Passage shown »
Emily Goodcare from the University of Cambridge issues warning to parents about AI powered teddy bears
If you are thinking about giving your child an AI-powered teddy bears for Christmas, think again. Academics warn of the dangers.

As the festive season approaches, many new parents will be looking for a Christmas gift for their young children. Among the goodies on offer this year is a broad selection of AI-powered toys, including teddy bears, that run on OpenAI’s GPT-4o.
These AI teddies might appear cute on the surface but experts say that are not only inappropriate for young children, but also potentially dangerous.
In their imaginary universe, many young kids love talking to their teddies while playing - now, new developments in technology allows their toy friends to chat back to them.
How AI toys interact with children
Children can pick a theme that they want their AI bear to create, and the characters in the story - for example, a ghost, an alien, a cowboy... etc. However, when put to the test, you never really know what the toy is going to say to your children. Occasionally, it can blurt out something that is inappropriate at best, and dangerous at worst.
Emily Goodacre, a researcher with the Centre for Research on Play in Education, Development and Learning at the University of Cambridge, has led a study into AI-powered toys and how they can affect a child’s long-term development.
“These toys might be providing some kind of social interaction, but it’s not human social interaction,” Goodacre explained in an interview with Yahoo. “The toys agree with them, so kids don’t have to negotiate things.” Over time, she believes that can cause the child to form an unhealthy dependency with an inanimate object which it is unable to distinguish from a human.
Then there are the privacy concerns. These toys are listening all the time, recording every sound they pick up around them. They compile data including audio recordings to transcriptions of a child’s conversations with the AI.
All this private data is sent to Open AI’s servers where it is collected and stored - but what is it is being used for? As Goodacre points out: “How do we explain to a child that their teddy bear is recording them and sending that data to an unknown company, and also sending the conversations to their parent’s phone?”
It raises questions about personal privacy during children’s formative years, which could affect their development in negative ways. They might grow up thinking it’s perfectly normal that their parents somehow know everything they have said - even when they’re not in the same room as them.
AI toys giving dangerous replies
And last but not least, there is the danger that AI chatbots can give dangerous responses. There have been instances where supposedly kid-friendly AI toys have told young children where to find knives, medication or how to start a fire using matches. There have also been some instances of AI toys responding with sexual explicit content which is deeply worrying.
So if you are looking to brighten your children’s day this Christmas, be aware that AI-powered toys could be harmful to them - and maybe it would be a better idea to stick to a more traditional, non-taking teddy.

Actions to take »
#1 From the article on AI-powered teddy bears, write out the passage starting at "In their imaginary" and ending at "back to them.".
#2 State whether each statement below agrees with the article on AI-powered teddy bears. Answer yes or no for each, and quote the words of the article that decide it. (a) The AI toys on offer this year include teddy bears that run on OpenAI’s GPT-4o. (b) The toys record sound only while a child is speaking to them. (c) The researcher quoted says the toys agree with children.

Dataset extract »

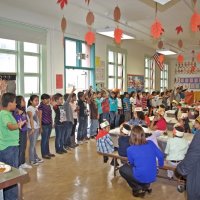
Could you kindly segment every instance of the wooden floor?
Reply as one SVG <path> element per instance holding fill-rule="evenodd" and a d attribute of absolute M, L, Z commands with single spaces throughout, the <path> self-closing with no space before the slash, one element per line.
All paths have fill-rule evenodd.
<path fill-rule="evenodd" d="M 52 153 L 54 138 L 51 139 Z M 38 144 L 38 154 L 40 148 Z M 29 170 L 30 182 L 23 187 L 25 200 L 134 200 L 127 183 L 113 176 L 113 167 L 104 164 L 96 153 L 95 140 L 72 152 L 56 155 Z M 176 184 L 158 179 L 153 192 L 145 199 L 185 200 L 176 191 Z"/>

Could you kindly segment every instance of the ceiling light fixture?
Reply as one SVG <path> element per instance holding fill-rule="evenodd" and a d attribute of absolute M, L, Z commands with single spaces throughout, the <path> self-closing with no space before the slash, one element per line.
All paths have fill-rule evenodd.
<path fill-rule="evenodd" d="M 169 50 L 169 49 L 159 49 L 156 50 L 157 53 L 163 54 L 165 56 L 170 56 L 170 55 L 176 55 L 177 53 L 175 51 Z"/>
<path fill-rule="evenodd" d="M 105 28 L 105 29 L 97 30 L 96 32 L 100 35 L 114 38 L 114 28 Z M 123 33 L 122 40 L 132 40 L 132 39 L 135 39 L 133 35 L 126 32 Z"/>
<path fill-rule="evenodd" d="M 171 0 L 154 0 L 154 1 L 161 4 L 161 5 L 165 5 L 166 3 L 168 3 Z"/>

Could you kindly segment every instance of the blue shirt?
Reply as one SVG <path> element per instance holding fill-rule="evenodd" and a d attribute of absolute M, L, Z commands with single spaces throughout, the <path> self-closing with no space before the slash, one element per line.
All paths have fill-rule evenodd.
<path fill-rule="evenodd" d="M 111 112 L 117 112 L 118 102 L 116 98 L 109 97 L 109 105 L 110 105 Z"/>
<path fill-rule="evenodd" d="M 125 112 L 131 111 L 131 103 L 130 103 L 130 99 L 129 98 L 124 97 L 124 99 L 123 99 L 123 107 L 124 107 L 124 111 Z"/>
<path fill-rule="evenodd" d="M 127 156 L 134 177 L 140 183 L 152 183 L 156 180 L 156 158 L 158 158 L 160 167 L 164 165 L 163 153 L 152 141 L 147 141 L 143 145 L 131 145 L 127 149 Z"/>
<path fill-rule="evenodd" d="M 123 157 L 127 157 L 127 148 L 130 146 L 130 136 L 120 136 L 118 139 L 118 154 Z"/>

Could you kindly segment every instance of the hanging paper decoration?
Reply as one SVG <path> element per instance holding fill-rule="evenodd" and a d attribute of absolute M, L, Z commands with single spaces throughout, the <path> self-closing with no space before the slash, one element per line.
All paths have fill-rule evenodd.
<path fill-rule="evenodd" d="M 123 36 L 123 30 L 120 28 L 116 28 L 114 31 L 114 38 L 117 44 L 121 43 L 122 36 Z"/>
<path fill-rule="evenodd" d="M 192 32 L 197 32 L 200 26 L 200 14 L 197 12 L 197 1 L 193 0 L 194 2 L 194 13 L 190 19 L 190 28 Z"/>
<path fill-rule="evenodd" d="M 119 8 L 118 6 L 115 7 L 113 16 L 114 16 L 114 20 L 115 20 L 116 22 L 119 22 L 119 20 L 120 20 L 120 18 L 121 18 L 121 11 L 120 11 L 120 8 Z"/>
<path fill-rule="evenodd" d="M 181 55 L 181 54 L 178 55 L 177 60 L 178 60 L 178 63 L 179 63 L 179 64 L 182 64 L 183 61 L 184 61 L 184 57 L 183 57 L 183 55 Z"/>
<path fill-rule="evenodd" d="M 162 49 L 162 48 L 163 48 L 163 41 L 159 41 L 159 42 L 158 42 L 158 48 L 159 48 L 159 49 Z"/>
<path fill-rule="evenodd" d="M 158 60 L 159 60 L 160 63 L 163 63 L 163 62 L 164 62 L 164 59 L 165 59 L 164 55 L 162 55 L 162 54 L 159 55 Z"/>
<path fill-rule="evenodd" d="M 60 4 L 60 8 L 63 9 L 65 5 L 68 4 L 68 0 L 57 0 L 57 3 Z"/>
<path fill-rule="evenodd" d="M 89 5 L 90 4 L 90 0 L 85 0 L 85 3 L 87 3 Z"/>
<path fill-rule="evenodd" d="M 200 53 L 197 54 L 197 61 L 200 63 Z"/>
<path fill-rule="evenodd" d="M 158 39 L 164 32 L 162 24 L 156 19 L 151 26 L 151 35 L 153 38 Z"/>
<path fill-rule="evenodd" d="M 85 35 L 85 41 L 91 46 L 95 42 L 95 34 L 92 31 L 88 31 Z"/>
<path fill-rule="evenodd" d="M 86 16 L 86 23 L 91 26 L 94 23 L 94 14 L 93 12 L 89 11 Z"/>

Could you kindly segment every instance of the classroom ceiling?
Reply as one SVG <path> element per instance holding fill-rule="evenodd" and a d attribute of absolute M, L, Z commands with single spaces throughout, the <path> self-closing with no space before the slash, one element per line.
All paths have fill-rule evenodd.
<path fill-rule="evenodd" d="M 88 10 L 95 15 L 94 29 L 115 27 L 113 10 L 116 5 L 121 8 L 119 26 L 127 33 L 136 37 L 136 41 L 153 48 L 157 48 L 158 41 L 150 36 L 150 27 L 155 19 L 155 2 L 153 0 L 90 0 L 89 7 L 85 0 L 68 0 L 64 10 L 60 10 L 57 0 L 0 0 L 5 4 L 34 11 L 50 17 L 60 19 L 64 14 L 68 21 L 86 26 L 85 16 Z M 197 0 L 198 11 L 200 0 Z M 165 33 L 162 36 L 164 46 L 180 52 L 177 41 L 183 40 L 182 51 L 190 54 L 192 50 L 200 51 L 200 31 L 192 33 L 189 28 L 190 18 L 193 14 L 192 0 L 171 0 L 165 5 L 158 4 L 158 19 L 162 22 Z M 177 35 L 177 26 L 183 27 L 183 33 Z"/>

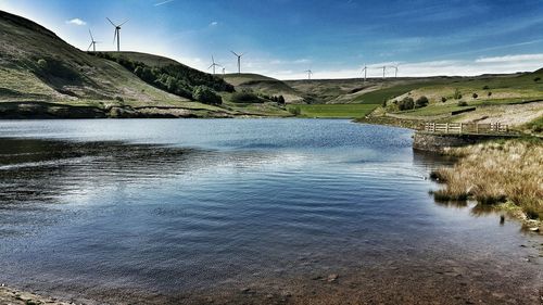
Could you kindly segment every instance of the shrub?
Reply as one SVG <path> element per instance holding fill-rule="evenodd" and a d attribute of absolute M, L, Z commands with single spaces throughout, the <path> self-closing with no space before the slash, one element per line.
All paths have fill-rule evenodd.
<path fill-rule="evenodd" d="M 295 106 L 295 107 L 290 107 L 290 109 L 289 109 L 289 112 L 290 112 L 291 114 L 293 114 L 293 115 L 296 115 L 296 116 L 298 116 L 298 115 L 300 115 L 300 114 L 302 114 L 302 110 L 301 110 L 299 106 Z"/>
<path fill-rule="evenodd" d="M 453 98 L 454 98 L 455 100 L 459 100 L 459 99 L 462 99 L 462 93 L 460 93 L 460 90 L 455 89 L 455 90 L 454 90 L 454 93 L 453 93 Z"/>
<path fill-rule="evenodd" d="M 243 90 L 241 92 L 233 92 L 230 99 L 233 103 L 262 103 L 258 96 L 250 90 Z"/>
<path fill-rule="evenodd" d="M 38 60 L 38 66 L 39 66 L 40 68 L 46 69 L 46 68 L 47 68 L 47 61 L 46 61 L 46 60 L 43 60 L 43 59 Z"/>
<path fill-rule="evenodd" d="M 220 96 L 204 85 L 194 87 L 192 98 L 204 104 L 219 105 L 223 103 Z"/>
<path fill-rule="evenodd" d="M 412 110 L 414 107 L 415 107 L 415 101 L 413 101 L 413 98 L 409 97 L 405 97 L 397 103 L 397 109 L 400 111 Z"/>
<path fill-rule="evenodd" d="M 426 107 L 428 105 L 428 103 L 429 103 L 428 98 L 422 96 L 422 97 L 417 99 L 417 101 L 415 102 L 415 106 L 418 109 Z"/>

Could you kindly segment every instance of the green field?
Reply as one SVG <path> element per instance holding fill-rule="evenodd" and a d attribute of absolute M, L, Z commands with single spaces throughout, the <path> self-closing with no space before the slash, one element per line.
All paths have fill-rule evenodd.
<path fill-rule="evenodd" d="M 355 118 L 362 117 L 376 109 L 374 104 L 313 104 L 290 105 L 289 110 L 299 107 L 300 115 L 320 118 Z"/>
<path fill-rule="evenodd" d="M 390 88 L 384 88 L 384 89 L 371 91 L 371 92 L 365 93 L 363 96 L 359 96 L 356 99 L 354 99 L 354 102 L 363 103 L 363 104 L 380 105 L 380 104 L 382 104 L 383 101 L 388 101 L 388 100 L 393 99 L 397 96 L 402 96 L 404 93 L 409 92 L 411 90 L 414 90 L 414 89 L 417 89 L 420 87 L 425 87 L 425 86 L 442 84 L 443 81 L 444 80 L 435 80 L 435 81 L 413 82 L 413 84 L 407 84 L 407 85 L 393 86 Z"/>

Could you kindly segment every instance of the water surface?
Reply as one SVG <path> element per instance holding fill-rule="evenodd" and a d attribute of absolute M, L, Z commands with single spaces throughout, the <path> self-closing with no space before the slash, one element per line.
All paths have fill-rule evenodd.
<path fill-rule="evenodd" d="M 536 304 L 542 240 L 435 204 L 425 177 L 451 161 L 411 144 L 348 120 L 1 122 L 0 280 L 89 303 Z"/>

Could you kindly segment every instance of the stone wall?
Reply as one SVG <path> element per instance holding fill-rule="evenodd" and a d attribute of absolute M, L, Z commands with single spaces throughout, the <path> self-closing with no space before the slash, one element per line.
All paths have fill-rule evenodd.
<path fill-rule="evenodd" d="M 514 135 L 444 135 L 417 131 L 413 137 L 413 149 L 442 152 L 445 148 L 457 148 L 489 140 L 516 138 Z"/>

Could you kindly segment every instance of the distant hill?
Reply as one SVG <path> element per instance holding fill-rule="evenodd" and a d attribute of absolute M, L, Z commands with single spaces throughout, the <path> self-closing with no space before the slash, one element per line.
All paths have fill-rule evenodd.
<path fill-rule="evenodd" d="M 142 82 L 118 64 L 70 46 L 52 31 L 0 11 L 0 101 L 182 102 Z"/>
<path fill-rule="evenodd" d="M 3 11 L 0 39 L 0 117 L 236 115 L 161 90 L 121 64 L 88 54 L 51 30 Z M 201 79 L 229 86 L 173 60 L 141 53 L 126 55 L 187 72 L 189 86 Z"/>
<path fill-rule="evenodd" d="M 227 84 L 220 77 L 201 72 L 160 55 L 138 52 L 96 52 L 92 54 L 108 60 L 115 60 L 137 75 L 137 69 L 140 67 L 141 73 L 139 73 L 138 76 L 142 80 L 168 91 L 169 93 L 186 97 L 188 99 L 192 98 L 192 92 L 197 86 L 206 86 L 217 92 L 233 91 L 233 86 Z M 144 73 L 146 67 L 149 69 L 147 74 Z"/>
<path fill-rule="evenodd" d="M 260 74 L 226 74 L 222 76 L 236 90 L 250 89 L 267 96 L 283 96 L 287 103 L 303 103 L 303 93 L 291 88 L 285 81 Z"/>

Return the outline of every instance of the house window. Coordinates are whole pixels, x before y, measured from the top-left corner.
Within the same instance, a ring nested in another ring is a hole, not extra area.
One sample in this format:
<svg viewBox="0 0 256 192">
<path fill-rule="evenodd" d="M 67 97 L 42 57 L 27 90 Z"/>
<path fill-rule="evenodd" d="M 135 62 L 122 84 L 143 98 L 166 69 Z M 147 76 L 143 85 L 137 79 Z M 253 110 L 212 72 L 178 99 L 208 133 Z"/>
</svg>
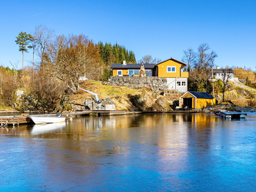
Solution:
<svg viewBox="0 0 256 192">
<path fill-rule="evenodd" d="M 129 76 L 133 76 L 134 74 L 138 74 L 140 73 L 140 70 L 138 69 L 129 69 L 128 70 L 128 74 Z"/>
<path fill-rule="evenodd" d="M 152 70 L 145 70 L 145 72 L 148 75 L 148 77 L 152 77 Z"/>
<path fill-rule="evenodd" d="M 117 70 L 117 76 L 122 76 L 123 74 L 123 72 L 122 70 Z"/>
<path fill-rule="evenodd" d="M 167 66 L 167 72 L 168 73 L 175 73 L 176 72 L 176 67 L 173 66 Z"/>
<path fill-rule="evenodd" d="M 186 86 L 186 81 L 182 81 L 181 82 L 181 85 L 182 86 Z"/>
</svg>

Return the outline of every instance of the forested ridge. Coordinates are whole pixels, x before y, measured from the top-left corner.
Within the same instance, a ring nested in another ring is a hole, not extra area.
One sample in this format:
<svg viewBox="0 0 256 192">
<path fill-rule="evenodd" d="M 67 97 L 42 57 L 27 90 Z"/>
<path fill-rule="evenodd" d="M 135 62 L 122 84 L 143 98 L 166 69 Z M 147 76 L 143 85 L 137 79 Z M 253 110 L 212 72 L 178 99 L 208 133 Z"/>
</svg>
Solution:
<svg viewBox="0 0 256 192">
<path fill-rule="evenodd" d="M 22 52 L 22 68 L 17 68 L 17 65 L 12 63 L 12 69 L 0 68 L 1 108 L 13 109 L 15 106 L 20 106 L 21 102 L 29 102 L 29 95 L 35 95 L 35 110 L 51 111 L 57 108 L 58 110 L 63 110 L 66 107 L 60 104 L 67 95 L 77 92 L 81 83 L 79 77 L 107 80 L 112 74 L 111 63 L 122 63 L 124 60 L 127 63 L 158 63 L 161 61 L 148 54 L 136 61 L 131 47 L 127 49 L 117 42 L 113 45 L 103 42 L 95 43 L 83 34 L 56 35 L 44 26 L 36 27 L 31 34 L 20 32 L 15 42 Z M 33 51 L 33 61 L 29 66 L 24 66 L 24 58 L 28 51 Z M 35 55 L 39 58 L 36 61 Z M 212 84 L 209 80 L 209 73 L 216 66 L 216 53 L 207 44 L 202 44 L 196 51 L 192 49 L 184 51 L 182 61 L 188 64 L 184 70 L 189 72 L 189 90 L 209 93 L 213 93 L 214 90 L 215 94 L 222 93 L 224 100 L 225 93 L 230 87 L 228 81 Z M 250 68 L 232 68 L 235 76 L 246 79 L 247 85 L 255 86 L 255 74 Z M 26 95 L 22 102 L 15 98 L 15 93 L 19 90 Z"/>
</svg>

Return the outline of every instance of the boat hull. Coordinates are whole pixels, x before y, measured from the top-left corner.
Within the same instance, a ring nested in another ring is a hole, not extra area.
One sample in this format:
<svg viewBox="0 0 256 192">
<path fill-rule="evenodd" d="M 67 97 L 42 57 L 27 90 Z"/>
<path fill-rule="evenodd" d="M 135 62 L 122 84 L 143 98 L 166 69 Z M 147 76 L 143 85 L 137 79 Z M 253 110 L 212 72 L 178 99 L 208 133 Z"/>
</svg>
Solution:
<svg viewBox="0 0 256 192">
<path fill-rule="evenodd" d="M 41 115 L 29 115 L 35 124 L 54 124 L 65 122 L 65 116 L 51 116 Z"/>
</svg>

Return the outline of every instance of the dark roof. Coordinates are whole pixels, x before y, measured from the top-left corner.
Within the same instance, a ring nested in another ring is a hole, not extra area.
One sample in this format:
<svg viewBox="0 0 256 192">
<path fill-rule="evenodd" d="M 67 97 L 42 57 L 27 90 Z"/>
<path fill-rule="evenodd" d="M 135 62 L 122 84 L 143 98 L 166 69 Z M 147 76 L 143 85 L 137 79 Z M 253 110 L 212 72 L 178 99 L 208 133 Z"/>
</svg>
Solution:
<svg viewBox="0 0 256 192">
<path fill-rule="evenodd" d="M 189 93 L 192 94 L 196 98 L 204 98 L 204 99 L 214 99 L 212 95 L 205 92 L 188 92 Z"/>
<path fill-rule="evenodd" d="M 179 61 L 179 60 L 176 60 L 176 59 L 175 59 L 175 58 L 169 58 L 169 59 L 168 59 L 168 60 L 164 60 L 164 61 L 161 61 L 160 63 L 157 63 L 157 65 L 159 65 L 159 64 L 161 64 L 161 63 L 163 63 L 163 62 L 167 61 L 168 60 L 173 60 L 173 61 L 176 61 L 176 62 L 177 62 L 177 63 L 179 63 L 180 64 L 185 65 L 186 66 L 188 65 L 187 63 L 184 63 L 184 62 L 182 62 L 182 61 Z"/>
<path fill-rule="evenodd" d="M 231 68 L 212 68 L 212 72 L 214 73 L 234 73 L 234 70 L 232 70 Z M 211 70 L 211 72 L 212 72 Z"/>
<path fill-rule="evenodd" d="M 132 63 L 132 64 L 111 64 L 111 68 L 124 68 L 124 69 L 129 69 L 129 68 L 140 68 L 141 66 L 141 63 Z M 155 67 L 155 64 L 144 64 L 145 69 L 152 69 Z"/>
</svg>

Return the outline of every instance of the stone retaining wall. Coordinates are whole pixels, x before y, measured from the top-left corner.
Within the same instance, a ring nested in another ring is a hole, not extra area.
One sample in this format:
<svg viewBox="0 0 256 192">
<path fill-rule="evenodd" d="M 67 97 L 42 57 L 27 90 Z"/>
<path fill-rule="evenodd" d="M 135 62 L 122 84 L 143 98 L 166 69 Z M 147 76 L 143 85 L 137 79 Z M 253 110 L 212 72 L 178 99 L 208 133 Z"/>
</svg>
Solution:
<svg viewBox="0 0 256 192">
<path fill-rule="evenodd" d="M 157 77 L 111 76 L 109 81 L 103 82 L 103 84 L 123 86 L 131 89 L 150 88 L 153 90 L 163 90 L 168 87 L 166 79 Z"/>
</svg>

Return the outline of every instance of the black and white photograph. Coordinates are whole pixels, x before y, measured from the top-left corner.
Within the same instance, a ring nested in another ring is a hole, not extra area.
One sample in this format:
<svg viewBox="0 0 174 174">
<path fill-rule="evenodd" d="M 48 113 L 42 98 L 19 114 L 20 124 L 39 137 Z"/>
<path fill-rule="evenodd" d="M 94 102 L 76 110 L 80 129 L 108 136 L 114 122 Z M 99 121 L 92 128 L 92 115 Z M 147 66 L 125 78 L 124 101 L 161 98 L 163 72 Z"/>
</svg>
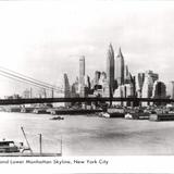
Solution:
<svg viewBox="0 0 174 174">
<path fill-rule="evenodd" d="M 0 1 L 0 158 L 87 156 L 174 156 L 174 1 Z"/>
</svg>

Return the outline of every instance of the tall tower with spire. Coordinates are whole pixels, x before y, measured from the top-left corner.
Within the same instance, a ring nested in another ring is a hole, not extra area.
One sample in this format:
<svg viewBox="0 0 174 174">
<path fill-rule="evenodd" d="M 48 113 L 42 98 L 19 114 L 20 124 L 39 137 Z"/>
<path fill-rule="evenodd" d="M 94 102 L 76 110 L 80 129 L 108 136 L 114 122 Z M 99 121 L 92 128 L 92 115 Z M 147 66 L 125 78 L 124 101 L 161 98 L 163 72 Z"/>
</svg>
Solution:
<svg viewBox="0 0 174 174">
<path fill-rule="evenodd" d="M 114 88 L 114 51 L 112 45 L 110 44 L 107 54 L 107 79 L 109 83 L 111 95 L 113 94 Z"/>
<path fill-rule="evenodd" d="M 117 85 L 123 85 L 124 84 L 124 57 L 122 54 L 122 50 L 121 48 L 119 49 L 119 53 L 116 57 L 116 80 L 117 80 Z"/>
</svg>

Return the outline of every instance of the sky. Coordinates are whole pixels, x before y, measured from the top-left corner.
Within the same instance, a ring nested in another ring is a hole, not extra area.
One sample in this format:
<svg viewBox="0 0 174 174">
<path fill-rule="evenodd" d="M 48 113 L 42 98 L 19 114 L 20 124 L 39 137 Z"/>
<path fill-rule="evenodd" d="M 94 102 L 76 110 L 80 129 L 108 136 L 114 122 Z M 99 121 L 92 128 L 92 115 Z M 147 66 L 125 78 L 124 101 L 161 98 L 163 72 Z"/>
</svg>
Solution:
<svg viewBox="0 0 174 174">
<path fill-rule="evenodd" d="M 60 86 L 72 84 L 79 55 L 86 74 L 105 71 L 111 42 L 133 75 L 152 70 L 174 80 L 172 1 L 0 1 L 0 66 Z M 26 86 L 0 76 L 0 97 Z"/>
</svg>

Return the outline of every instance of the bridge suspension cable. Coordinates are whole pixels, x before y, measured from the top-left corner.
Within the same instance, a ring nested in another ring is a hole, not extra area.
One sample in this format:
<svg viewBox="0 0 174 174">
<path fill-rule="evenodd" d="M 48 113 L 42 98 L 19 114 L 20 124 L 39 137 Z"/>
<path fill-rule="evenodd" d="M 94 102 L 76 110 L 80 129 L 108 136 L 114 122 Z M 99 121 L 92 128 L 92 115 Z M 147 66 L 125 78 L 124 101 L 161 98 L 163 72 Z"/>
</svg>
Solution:
<svg viewBox="0 0 174 174">
<path fill-rule="evenodd" d="M 30 80 L 34 80 L 34 82 L 37 82 L 37 83 L 39 83 L 39 84 L 49 86 L 49 87 L 51 87 L 51 88 L 58 88 L 58 87 L 54 86 L 54 85 L 51 85 L 51 84 L 48 84 L 48 83 L 45 83 L 45 82 L 35 79 L 35 78 L 33 78 L 33 77 L 26 76 L 26 75 L 24 75 L 24 74 L 14 72 L 14 71 L 12 71 L 12 70 L 9 70 L 9 69 L 2 67 L 2 66 L 0 66 L 0 70 L 1 70 L 1 71 L 5 71 L 5 72 L 10 72 L 10 73 L 15 74 L 15 75 L 17 75 L 17 76 L 22 76 L 22 77 L 24 77 L 24 78 L 26 78 L 26 79 L 28 78 L 28 79 L 30 79 Z"/>
<path fill-rule="evenodd" d="M 1 66 L 0 66 L 0 75 L 4 76 L 4 77 L 8 77 L 8 78 L 11 78 L 11 79 L 14 79 L 14 80 L 17 80 L 17 82 L 32 84 L 33 86 L 37 86 L 37 87 L 40 87 L 40 88 L 46 88 L 46 89 L 54 90 L 54 91 L 58 91 L 58 92 L 61 91 L 60 88 L 58 88 L 53 85 L 44 83 L 41 80 L 34 79 L 32 77 L 25 76 L 23 74 L 13 72 L 11 70 L 8 70 L 8 69 L 1 67 Z"/>
</svg>

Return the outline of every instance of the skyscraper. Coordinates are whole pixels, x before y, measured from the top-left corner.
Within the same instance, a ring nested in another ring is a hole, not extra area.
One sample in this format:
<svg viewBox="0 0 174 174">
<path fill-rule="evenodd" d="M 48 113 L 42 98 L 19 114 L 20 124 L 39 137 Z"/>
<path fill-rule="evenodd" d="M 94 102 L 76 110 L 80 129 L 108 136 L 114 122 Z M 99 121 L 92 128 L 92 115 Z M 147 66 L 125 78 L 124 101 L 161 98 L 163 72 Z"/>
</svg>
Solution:
<svg viewBox="0 0 174 174">
<path fill-rule="evenodd" d="M 113 94 L 114 86 L 114 51 L 110 44 L 107 54 L 107 79 L 110 86 L 110 94 Z"/>
<path fill-rule="evenodd" d="M 164 99 L 166 97 L 166 86 L 163 82 L 156 80 L 153 84 L 152 98 Z"/>
<path fill-rule="evenodd" d="M 79 58 L 79 84 L 84 84 L 85 76 L 85 57 Z"/>
<path fill-rule="evenodd" d="M 124 84 L 124 57 L 122 54 L 121 48 L 119 49 L 119 53 L 116 57 L 116 72 L 115 77 L 117 80 L 117 85 Z"/>
<path fill-rule="evenodd" d="M 64 74 L 64 76 L 63 76 L 63 88 L 64 88 L 64 97 L 65 98 L 71 97 L 70 83 L 69 83 L 67 74 Z M 71 103 L 65 102 L 65 107 L 70 107 L 70 105 L 71 105 Z"/>
</svg>

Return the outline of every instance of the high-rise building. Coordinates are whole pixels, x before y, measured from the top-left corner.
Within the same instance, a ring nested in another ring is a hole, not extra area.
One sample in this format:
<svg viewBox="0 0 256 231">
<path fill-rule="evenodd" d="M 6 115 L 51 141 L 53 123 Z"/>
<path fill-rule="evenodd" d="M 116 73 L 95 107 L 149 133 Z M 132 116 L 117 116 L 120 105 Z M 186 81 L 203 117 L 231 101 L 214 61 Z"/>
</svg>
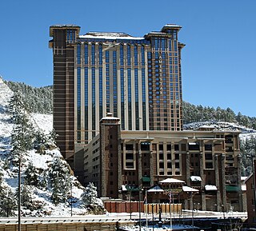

Task-by-task outputs »
#1
In their imaginary universe, many young kids love talking to their teddies while playing - now, new developments in technology allows their toy friends to chat back to them.

#2
(a) Yes: "a broad selection of AI-powered toys, including teddy bears, that run on OpenAI’s GPT-4o."
(b) No: "These toys are listening all the time, recording every sound they pick up around them."
(c) Yes: "The toys agree with them, so kids don’t have to negotiate things."